Victimisation

Was the treatment because the claimant did a protected act?

There is no requirement that the respondent be consciously motivated to treat the claimant less favourably. But the respondent does require to have knowledge of the protected act in order to have treated the claimant less favourably because of it.

In Chief Constable of the Greater Manchester Police v Bailey [2017] EWCA Civ 425, the Court of Appeal held that a “but for” test is incorrect. The tribunal should ask whether the treatment was because of the protected acts. That requires a consideration of the employer’s conscious or unconscious motivation. The tribunal should not jump to any conclusions on the basis of the absence of conscious motivation:

  1. The vitiating motivation may well have been entirely subconscious…so that her evidence denying it may have been honest but wrong. It [the Tribunal] was entitled to rely on the unreasonableness of her conscious motivation as an indication that she was in fact motivated by the other considerations which it identified.

Victimisation can involve discrimination by association (Thompson v London Central Bus UKEAT/0108/15). There is no minimal degree of association between the victim and the third party with the protected characteristic. This may potentially afford protection to employers and workers who have not done a protected act.

**TASK SET:**
A. Answer these questions from the text on victimisation.
(i) Which court held in the Bailey case that a "but for" test is incorrect?
(ii) What must the respondent have of the protected act to have treated the claimant less favourably because of it?
(iii) Which case is cited for the point that victimisation can involve discrimination by association?
B. Reproduce the text on victimisation word for word, everything from "Was the treatment" down to "because of it.".
The records that follow the text were taken from a separate source.

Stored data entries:
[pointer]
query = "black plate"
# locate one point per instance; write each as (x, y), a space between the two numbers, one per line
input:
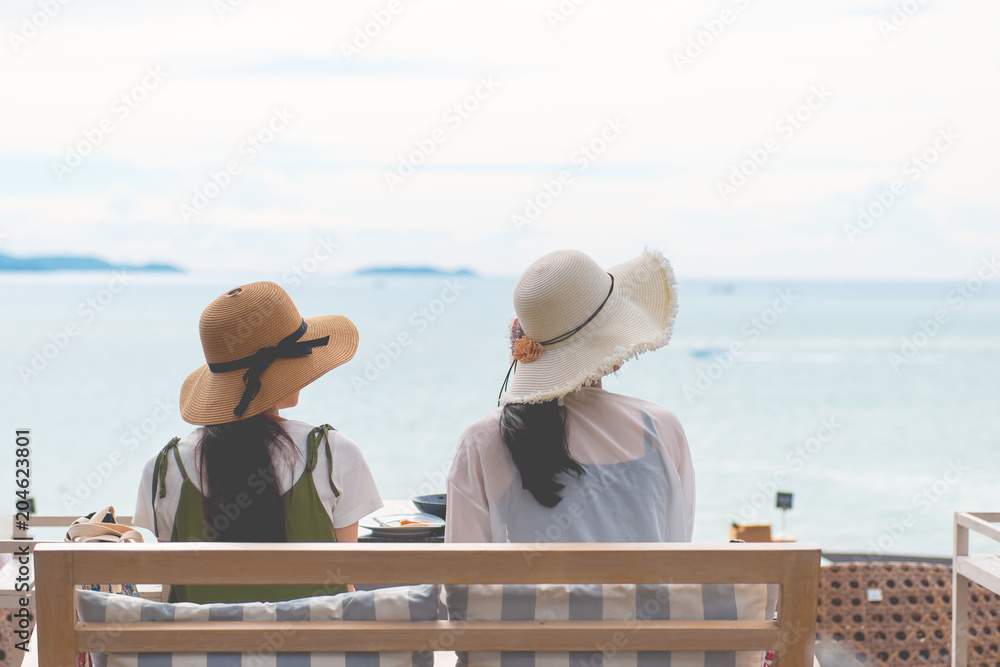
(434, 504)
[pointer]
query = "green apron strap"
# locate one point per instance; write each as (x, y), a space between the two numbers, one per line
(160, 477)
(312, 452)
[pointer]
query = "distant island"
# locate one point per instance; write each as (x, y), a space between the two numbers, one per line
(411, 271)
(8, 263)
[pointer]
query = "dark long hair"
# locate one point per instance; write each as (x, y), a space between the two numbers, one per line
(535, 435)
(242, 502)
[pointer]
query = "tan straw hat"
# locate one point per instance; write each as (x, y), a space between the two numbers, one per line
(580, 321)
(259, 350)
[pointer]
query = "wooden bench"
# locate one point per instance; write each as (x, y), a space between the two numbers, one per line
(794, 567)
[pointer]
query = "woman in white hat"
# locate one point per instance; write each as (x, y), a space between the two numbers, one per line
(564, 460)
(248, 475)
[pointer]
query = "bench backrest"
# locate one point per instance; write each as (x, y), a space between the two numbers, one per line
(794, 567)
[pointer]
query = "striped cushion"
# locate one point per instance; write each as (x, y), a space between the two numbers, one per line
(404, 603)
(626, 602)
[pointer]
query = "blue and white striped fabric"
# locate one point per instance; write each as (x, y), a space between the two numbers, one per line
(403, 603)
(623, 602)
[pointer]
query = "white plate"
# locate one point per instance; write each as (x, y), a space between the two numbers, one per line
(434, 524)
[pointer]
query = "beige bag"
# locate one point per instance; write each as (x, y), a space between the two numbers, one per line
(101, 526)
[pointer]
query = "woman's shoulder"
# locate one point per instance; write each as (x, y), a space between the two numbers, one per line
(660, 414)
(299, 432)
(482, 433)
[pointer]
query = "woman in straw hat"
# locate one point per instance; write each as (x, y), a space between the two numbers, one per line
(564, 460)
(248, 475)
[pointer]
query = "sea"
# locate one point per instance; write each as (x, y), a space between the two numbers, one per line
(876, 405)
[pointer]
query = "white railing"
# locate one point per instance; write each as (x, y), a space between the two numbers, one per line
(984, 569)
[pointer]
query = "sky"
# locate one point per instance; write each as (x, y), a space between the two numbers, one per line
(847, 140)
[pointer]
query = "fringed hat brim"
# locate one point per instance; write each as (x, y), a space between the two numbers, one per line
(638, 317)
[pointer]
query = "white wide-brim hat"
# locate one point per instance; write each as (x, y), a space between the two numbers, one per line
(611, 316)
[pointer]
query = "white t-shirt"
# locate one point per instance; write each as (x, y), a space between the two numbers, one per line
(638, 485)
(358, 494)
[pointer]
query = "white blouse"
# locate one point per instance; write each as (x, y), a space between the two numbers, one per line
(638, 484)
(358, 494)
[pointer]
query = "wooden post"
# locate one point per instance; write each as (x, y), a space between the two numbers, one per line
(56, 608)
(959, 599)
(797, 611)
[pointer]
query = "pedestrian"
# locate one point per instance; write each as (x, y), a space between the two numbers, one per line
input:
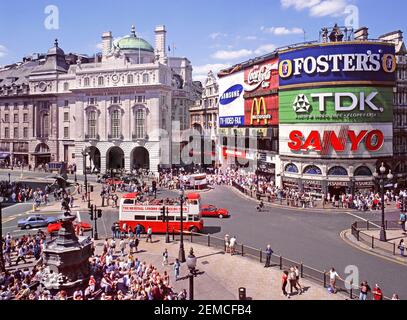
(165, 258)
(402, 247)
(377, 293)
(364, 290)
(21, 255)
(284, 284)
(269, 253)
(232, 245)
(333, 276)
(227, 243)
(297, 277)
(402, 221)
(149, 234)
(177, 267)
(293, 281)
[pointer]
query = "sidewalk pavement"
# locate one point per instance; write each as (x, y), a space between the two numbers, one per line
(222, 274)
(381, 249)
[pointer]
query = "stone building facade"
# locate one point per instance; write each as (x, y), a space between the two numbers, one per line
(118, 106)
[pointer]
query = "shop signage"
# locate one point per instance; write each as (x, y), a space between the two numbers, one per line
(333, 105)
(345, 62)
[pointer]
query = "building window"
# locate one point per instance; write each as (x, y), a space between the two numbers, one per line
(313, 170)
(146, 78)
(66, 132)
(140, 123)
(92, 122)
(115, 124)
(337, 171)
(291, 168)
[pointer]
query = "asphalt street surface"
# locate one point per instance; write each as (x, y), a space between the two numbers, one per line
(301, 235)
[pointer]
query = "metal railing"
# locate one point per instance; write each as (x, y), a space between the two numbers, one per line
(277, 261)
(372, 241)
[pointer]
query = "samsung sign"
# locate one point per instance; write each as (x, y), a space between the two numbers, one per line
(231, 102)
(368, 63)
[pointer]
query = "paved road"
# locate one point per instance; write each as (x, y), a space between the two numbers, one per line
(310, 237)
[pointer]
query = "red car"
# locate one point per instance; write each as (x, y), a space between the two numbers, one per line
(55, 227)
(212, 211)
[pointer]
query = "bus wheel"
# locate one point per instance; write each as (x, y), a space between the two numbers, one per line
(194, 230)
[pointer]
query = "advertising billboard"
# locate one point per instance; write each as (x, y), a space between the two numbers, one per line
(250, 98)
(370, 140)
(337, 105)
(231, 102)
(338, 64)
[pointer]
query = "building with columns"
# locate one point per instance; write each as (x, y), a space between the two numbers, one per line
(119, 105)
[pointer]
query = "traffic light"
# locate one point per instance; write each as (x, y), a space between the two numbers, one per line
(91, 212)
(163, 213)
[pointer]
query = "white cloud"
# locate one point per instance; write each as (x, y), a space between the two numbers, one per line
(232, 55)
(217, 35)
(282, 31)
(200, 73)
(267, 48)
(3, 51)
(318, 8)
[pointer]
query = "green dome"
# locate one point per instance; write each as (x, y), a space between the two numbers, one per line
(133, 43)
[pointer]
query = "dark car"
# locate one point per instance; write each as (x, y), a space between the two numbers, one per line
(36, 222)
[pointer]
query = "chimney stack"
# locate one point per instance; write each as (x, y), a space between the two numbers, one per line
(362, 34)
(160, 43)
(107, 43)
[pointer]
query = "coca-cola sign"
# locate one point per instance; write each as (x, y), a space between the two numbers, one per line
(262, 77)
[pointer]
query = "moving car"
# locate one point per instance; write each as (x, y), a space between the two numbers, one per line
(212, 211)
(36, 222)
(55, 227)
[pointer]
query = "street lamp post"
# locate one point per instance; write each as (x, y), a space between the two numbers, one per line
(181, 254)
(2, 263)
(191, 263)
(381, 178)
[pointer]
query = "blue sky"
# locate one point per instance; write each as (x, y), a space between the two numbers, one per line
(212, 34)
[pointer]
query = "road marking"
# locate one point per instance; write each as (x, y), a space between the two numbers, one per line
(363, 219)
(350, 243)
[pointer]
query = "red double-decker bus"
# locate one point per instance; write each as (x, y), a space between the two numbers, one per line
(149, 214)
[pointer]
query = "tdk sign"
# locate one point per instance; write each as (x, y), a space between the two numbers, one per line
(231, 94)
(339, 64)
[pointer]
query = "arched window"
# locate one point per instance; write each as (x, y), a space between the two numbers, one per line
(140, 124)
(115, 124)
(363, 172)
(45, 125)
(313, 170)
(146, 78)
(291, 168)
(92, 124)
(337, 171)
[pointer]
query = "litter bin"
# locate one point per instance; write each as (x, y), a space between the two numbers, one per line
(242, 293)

**SOLUTIONS PER TASK:**
A.
(i) The Court of Appeal
(ii) Knowledge of the protected act
(iii) Thompson v London Central Bus UKEAT/0108/15

B.
Was the treatment because the claimant did a protected act?

There is no requirement that the respondent be consciously motivated to treat the claimant less favourably. But the respondent does require to have knowledge of the protected act in order to have treated the claimant less favourably because of it.